# Texto proporcionado
PADRE JULIO MEINVIELLE: A 35 AÑOS DE SU MUERTE
 

Palabras de un viejo feligrés,  Don Ángel Tacchela , al terminar la misa de cuerpo presente en Nuestra Señora de la Salud ( 3 de agosto de 1973)

Un lejano día de marzo de 1933, apareció en Versailles, un joven sacerdote con su negra valija en mano, caminando por la calle de tierra de este alejado barrio del oeste, preguntando a los vecinos por la calle Marcos Sastre y Bruselas. Alguien lo acompañó hasta allí, pero no hay nadie, todo está cerrado. Ροr fin, un feligrés se acerca, abre la puerta de una muy pequeña piecita, le muestra la humilde capilla vacía y le dice: ¡esto es todo!

Esa fue la entrada triunfal del primer párroco de la Iglesia de Nuestra Señora de la Salud, a quien todos -vecinos de los mil rincones de la Patria- estamos llorando por su partida al Reino de la Iglesia triunfante. No se podría pensar un minuto siquiera, que un sacerdote del temple y del corazón del Padre Julio se desanimara ante tanta pobreza y tanta soledad. Era un auténtico misionero de Cristo, su fe era sólida fe de quien conocía a fondo el Evangelio y su deseo era llevar la buena nueva al barrio que le habían destinado sus superiores. Comenzó entonces lo que sería una obra titánica, como sólo pueden llevar a cabo los que tienen fuego de Dios en el alma. Funda las Conferencias Vicentinas para seguir el lema: pobre entre los pobres, ayudemos a los más necesitados. Agranda la capilla que ya es demasiado pequeña para la cantidad de gente que viene a la Santa Misa, atraída por su convincente palabra. Construye el primer salón para reuniones, conferencias, enseñanza del catecismo de la doctrina cristiana a los chicos y cine festivo los domingos, que costará 5 centavos y será gratis para los que tengan al día la planilla de asistencia a los oficios religiosos.

Crea el Círculo Católico de Obreros y forma en profundidad a los hombres que ansían trabajar en la vida sindical, dentro de una concepción católica de la economía. Además, da vida a distintas ramas de la Acción Católica Argentina y sobre todo, en el verdadero sentido de su paternidad espiritual, abre las puertas de su casa, que nunca se cerrarían a través de 17 años de párroco, para atender a todos los que quieran acercarse a él, porque están enfermos de cuerpo o doloridos en el alma.

Dio de beber a los sedientos, descanso al peregrino, ayuda al pobre, consuelo al afligido, colchón al que no poseía nada. El dοrmiría sobre tablas, debajo de una infernal máquina de cine, pero nadie que se acerque se irá con las manos vacías...

Su predilección fueron los jóvenes, por eso crea en el país la Unión de los Scouts Católicos Argentinos, y será la de su parroquia la Agrupación N° 1, por la que han pasado una buena parte de los que hoy lo acompañan a su última morada terrena. Bajo su protección también se organiza la Juventud Obrera Católica, que trae una savia nueva al tronco siempre florecido de la Iglesia. No contento con la lenta acción pastoral, ni con su deseo de transmitir a todos una profunda, perenne y eterna doctrina católica, piensa con visión de futuro y levanta el monumental templo de Nuestra Señora de la Salud, que hace exclamar al recordado Cardenal Copello cuando llega el día de su inauguración: “¡esto no es una iglesia, esto es una catedral!” Su imaginación y la clara conciencia que tiene de los desvelos de los pontífices para el logro de una niñez sana, le permite y lo impulsa a crear de la nada el Ateneo Popular de Versailles, una de sus obras más acabadas y perfectas.

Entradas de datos

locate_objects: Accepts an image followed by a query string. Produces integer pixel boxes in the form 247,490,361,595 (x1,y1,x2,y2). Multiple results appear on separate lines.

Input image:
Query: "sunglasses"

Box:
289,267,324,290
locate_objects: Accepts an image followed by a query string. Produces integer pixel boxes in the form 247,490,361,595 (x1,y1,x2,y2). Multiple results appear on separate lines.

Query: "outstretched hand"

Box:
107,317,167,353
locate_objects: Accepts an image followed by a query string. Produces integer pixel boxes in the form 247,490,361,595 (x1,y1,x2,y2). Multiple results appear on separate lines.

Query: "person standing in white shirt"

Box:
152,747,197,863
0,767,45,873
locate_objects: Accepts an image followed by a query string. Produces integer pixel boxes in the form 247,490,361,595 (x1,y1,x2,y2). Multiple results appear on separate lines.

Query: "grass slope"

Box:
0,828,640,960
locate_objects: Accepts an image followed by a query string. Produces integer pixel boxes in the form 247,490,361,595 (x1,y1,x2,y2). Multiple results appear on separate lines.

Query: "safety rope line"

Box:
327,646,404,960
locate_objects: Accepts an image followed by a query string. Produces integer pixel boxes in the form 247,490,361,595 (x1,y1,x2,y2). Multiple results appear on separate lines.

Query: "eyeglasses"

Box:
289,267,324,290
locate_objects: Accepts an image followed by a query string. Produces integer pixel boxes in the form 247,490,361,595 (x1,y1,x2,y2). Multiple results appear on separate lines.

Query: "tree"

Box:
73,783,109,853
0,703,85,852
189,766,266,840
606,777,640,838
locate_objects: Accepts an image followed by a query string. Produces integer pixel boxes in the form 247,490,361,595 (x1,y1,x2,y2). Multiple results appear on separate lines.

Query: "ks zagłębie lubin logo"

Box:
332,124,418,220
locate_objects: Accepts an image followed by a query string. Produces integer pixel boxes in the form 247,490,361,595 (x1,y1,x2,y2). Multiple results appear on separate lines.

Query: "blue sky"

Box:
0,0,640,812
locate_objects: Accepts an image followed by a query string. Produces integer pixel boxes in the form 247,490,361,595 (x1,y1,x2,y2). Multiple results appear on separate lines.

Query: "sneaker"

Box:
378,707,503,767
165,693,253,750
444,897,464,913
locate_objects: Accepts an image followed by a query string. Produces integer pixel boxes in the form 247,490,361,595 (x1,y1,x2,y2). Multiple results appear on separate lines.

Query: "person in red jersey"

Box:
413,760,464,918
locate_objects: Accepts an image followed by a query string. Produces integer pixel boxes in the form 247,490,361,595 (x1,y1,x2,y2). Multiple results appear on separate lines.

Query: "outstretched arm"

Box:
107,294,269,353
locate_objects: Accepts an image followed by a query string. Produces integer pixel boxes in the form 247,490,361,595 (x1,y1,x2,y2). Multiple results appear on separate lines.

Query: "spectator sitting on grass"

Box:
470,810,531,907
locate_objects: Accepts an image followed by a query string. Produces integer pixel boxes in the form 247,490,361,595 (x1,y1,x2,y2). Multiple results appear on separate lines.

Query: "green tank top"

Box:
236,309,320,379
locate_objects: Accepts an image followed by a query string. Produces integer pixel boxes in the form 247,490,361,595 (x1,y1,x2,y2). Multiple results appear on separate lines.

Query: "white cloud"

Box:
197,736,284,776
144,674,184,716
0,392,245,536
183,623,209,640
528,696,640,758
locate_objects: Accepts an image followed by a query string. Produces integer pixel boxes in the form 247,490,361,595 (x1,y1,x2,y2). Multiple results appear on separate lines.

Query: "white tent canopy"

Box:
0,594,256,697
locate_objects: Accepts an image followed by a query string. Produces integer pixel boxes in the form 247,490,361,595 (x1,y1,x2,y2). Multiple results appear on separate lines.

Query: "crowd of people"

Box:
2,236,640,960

# Para resolver
1 – Enumere las instituciones que, según el texto sobre el padre Julio Meinvielle, él funda o crea, es decir, las que aparecen con los verbos "funda", "crea" o "crear".
2 – Retome el texto sobre el padre Julio Meinvielle a partir de su última oración y continúelo con un párrafo en el mismo tono de homenaje.

# Soluciones del ejercicio
1 –
- Las Conferencias Vicentinas
- El Círculo Católico de Obreros
- La Unión de los Scouts Católicos Argentinos
- El Ateneo Popular de Versailles

2 –
Pero a nosotros nos toca hablar solamente del párroco de Nuestra Señora de la Salud. Y el breve resumen de las mil obras realizadas quedaría vacío, sin espíritu, en silencio, sí no habláramos del sacerdote ejemplar. Quien ha convivido tantos años a su lado, quien ha peregrinado junto a él en tantas jornadas, quien supo de sus alegrías y de sus tristezas, de sus contrastes y de sus victorias, quien participó en casi todas sus obras de una manera continua y reverente puede decir con el cariño del feligrés, pero con la verdad de su propia realidad que la gran virtud del Padre Julio fue siempre y en todo momento, su humildad, su gran humildad. Versailles no conoció a fondo al ilustre filósofo, ni tampoco al teólogo tomista, certero en sus juicios y lúcido en sus libros. Tampoco conoció a fondo al periodista de estilo claro y de polémica incesante y aguda. Ni al político combativo de todas las horas. Ni al profesor erudito, ni al conferenciante aplaudido. La parroquia de Versailles, sí conoció y conoció mucho al sacerdote para toda la eternidad, al sacerdote piadoso, al sacerdote que amando a los pobres, amaba a sus hermanos en Cristo; al sacerdote que nunca cobró un bautismo o un casamiento; al sacerdote que siempre tenía una palabra justa y un consejo sanο. Al sacerdote tan humilde, que había dejado atrás su apellido para llamarse solamente Padre Julio.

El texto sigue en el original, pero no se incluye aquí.